--- Cosa fare ---
Riscrivi tutte le righe delle voci qui sotto come un elenco JSON di stringhe, una stringa per ogni riga, omettendo le righe vuote.

(Voci per l'individuazione di posizioni)
========================================

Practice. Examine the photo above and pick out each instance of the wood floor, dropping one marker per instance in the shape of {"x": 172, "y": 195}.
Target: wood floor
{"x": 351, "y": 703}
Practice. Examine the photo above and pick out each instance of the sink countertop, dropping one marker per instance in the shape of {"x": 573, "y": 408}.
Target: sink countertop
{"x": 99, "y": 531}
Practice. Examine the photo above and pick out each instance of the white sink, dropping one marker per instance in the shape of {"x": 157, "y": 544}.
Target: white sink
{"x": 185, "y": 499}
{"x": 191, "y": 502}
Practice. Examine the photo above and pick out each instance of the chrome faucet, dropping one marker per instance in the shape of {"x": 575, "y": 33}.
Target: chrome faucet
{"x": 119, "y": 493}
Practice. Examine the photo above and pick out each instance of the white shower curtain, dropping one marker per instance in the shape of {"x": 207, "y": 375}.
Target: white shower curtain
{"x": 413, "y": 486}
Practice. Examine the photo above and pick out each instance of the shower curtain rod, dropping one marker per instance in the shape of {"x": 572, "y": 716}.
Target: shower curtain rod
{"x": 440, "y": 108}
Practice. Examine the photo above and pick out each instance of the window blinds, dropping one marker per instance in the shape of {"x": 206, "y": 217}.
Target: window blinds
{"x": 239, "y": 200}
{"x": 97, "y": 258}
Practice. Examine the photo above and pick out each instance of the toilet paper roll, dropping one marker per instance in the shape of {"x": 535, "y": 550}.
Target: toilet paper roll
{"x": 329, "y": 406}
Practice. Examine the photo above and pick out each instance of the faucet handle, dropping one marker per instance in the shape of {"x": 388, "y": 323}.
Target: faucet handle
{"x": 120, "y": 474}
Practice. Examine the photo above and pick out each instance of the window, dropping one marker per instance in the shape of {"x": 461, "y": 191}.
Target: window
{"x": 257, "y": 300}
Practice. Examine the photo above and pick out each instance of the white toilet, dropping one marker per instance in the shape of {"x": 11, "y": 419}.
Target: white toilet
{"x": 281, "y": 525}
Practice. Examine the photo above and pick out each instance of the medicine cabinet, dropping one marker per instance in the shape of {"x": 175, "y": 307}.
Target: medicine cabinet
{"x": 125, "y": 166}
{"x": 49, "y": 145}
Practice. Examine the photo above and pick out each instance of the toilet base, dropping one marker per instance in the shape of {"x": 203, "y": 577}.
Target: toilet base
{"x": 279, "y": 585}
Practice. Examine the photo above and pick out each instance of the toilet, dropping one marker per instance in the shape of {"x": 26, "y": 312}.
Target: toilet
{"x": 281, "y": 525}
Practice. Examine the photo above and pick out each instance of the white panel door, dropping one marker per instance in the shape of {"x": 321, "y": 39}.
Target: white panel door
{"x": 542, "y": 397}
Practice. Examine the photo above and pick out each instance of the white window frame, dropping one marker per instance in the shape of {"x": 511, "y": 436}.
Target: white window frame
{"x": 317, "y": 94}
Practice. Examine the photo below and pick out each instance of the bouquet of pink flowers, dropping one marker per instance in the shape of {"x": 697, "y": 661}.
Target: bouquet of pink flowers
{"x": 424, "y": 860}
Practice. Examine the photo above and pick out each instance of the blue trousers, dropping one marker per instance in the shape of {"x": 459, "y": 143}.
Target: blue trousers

========================================

--- Risposta completa ---
[
  "Practice. Examine the photo above and pick out each instance of the wood floor, dropping one marker per instance in the shape of {\"x\": 172, \"y\": 195}.",
  "Target: wood floor",
  "{\"x\": 351, \"y\": 703}",
  "Practice. Examine the photo above and pick out each instance of the sink countertop, dropping one marker per instance in the shape of {\"x\": 573, \"y\": 408}.",
  "Target: sink countertop",
  "{\"x\": 99, \"y\": 531}",
  "Practice. Examine the photo above and pick out each instance of the white sink, dropping one marker per instance in the shape of {\"x\": 157, \"y\": 544}.",
  "Target: white sink",
  "{\"x\": 185, \"y\": 499}",
  "{\"x\": 191, \"y\": 502}",
  "Practice. Examine the photo above and pick out each instance of the chrome faucet, dropping one marker per instance in the shape of {\"x\": 575, \"y\": 33}.",
  "Target: chrome faucet",
  "{\"x\": 119, \"y\": 493}",
  "Practice. Examine the photo above and pick out each instance of the white shower curtain, dropping one marker per instance in the shape of {\"x\": 207, \"y\": 375}.",
  "Target: white shower curtain",
  "{\"x\": 413, \"y\": 486}",
  "Practice. Examine the photo above and pick out each instance of the shower curtain rod, dropping one marker per instance in the shape of {\"x\": 572, \"y\": 716}.",
  "Target: shower curtain rod",
  "{\"x\": 440, \"y\": 108}",
  "Practice. Examine the photo above and pick out each instance of the window blinds, dropping one marker per instance in the shape of {\"x\": 206, \"y\": 217}.",
  "Target: window blinds",
  "{\"x\": 239, \"y\": 200}",
  "{\"x\": 97, \"y\": 258}",
  "Practice. Examine the photo above and pick out each instance of the toilet paper roll, dropping one marker per instance in the shape of {\"x\": 535, \"y\": 550}.",
  "Target: toilet paper roll",
  "{\"x\": 329, \"y\": 406}",
  "Practice. Examine the photo above and pick out each instance of the faucet handle, dropping one marker per instance in the shape of {\"x\": 388, \"y\": 323}.",
  "Target: faucet handle",
  "{\"x\": 120, \"y\": 474}",
  "Practice. Examine the photo above and pick out each instance of the window, dropping one marker per instance in the shape of {\"x\": 461, \"y\": 191}.",
  "Target: window",
  "{\"x\": 257, \"y\": 300}",
  "Practice. Examine the photo above and pick out each instance of the white toilet, dropping one marker per instance in the shape of {\"x\": 11, \"y\": 419}.",
  "Target: white toilet",
  "{\"x\": 281, \"y\": 525}",
  "Practice. Examine the photo above and pick out each instance of the medicine cabinet, dropping one marker per instance in the shape of {\"x\": 175, \"y\": 307}.",
  "Target: medicine cabinet",
  "{\"x\": 125, \"y\": 166}",
  "{\"x\": 49, \"y\": 145}",
  "Practice. Examine the photo above and pick out each instance of the toilet base, dropping one marker per instance in the shape of {\"x\": 203, \"y\": 577}.",
  "Target: toilet base",
  "{\"x\": 279, \"y\": 585}",
  "Practice. Examine the photo above and pick out each instance of the toilet, dropping one marker per instance in the shape of {\"x\": 26, \"y\": 312}.",
  "Target: toilet",
  "{\"x\": 281, \"y\": 525}",
  "Practice. Examine the photo above and pick out each instance of the white panel door, dropping one marker per instance in the shape of {\"x\": 321, \"y\": 39}.",
  "Target: white panel door",
  "{\"x\": 542, \"y\": 397}",
  "Practice. Examine the photo above and pick out each instance of the white window frame, dropping one marker per instance in the shape of {\"x\": 511, \"y\": 436}.",
  "Target: white window frame",
  "{\"x\": 317, \"y\": 94}",
  "Practice. Examine the photo below and pick out each instance of the bouquet of pink flowers, dropping one marker per instance in the shape of {\"x\": 697, \"y\": 661}.",
  "Target: bouquet of pink flowers",
  "{\"x\": 424, \"y\": 860}",
  "Practice. Examine the photo above and pick out each instance of the blue trousers, dropping one marker per instance in the shape of {\"x\": 459, \"y\": 143}.",
  "Target: blue trousers"
]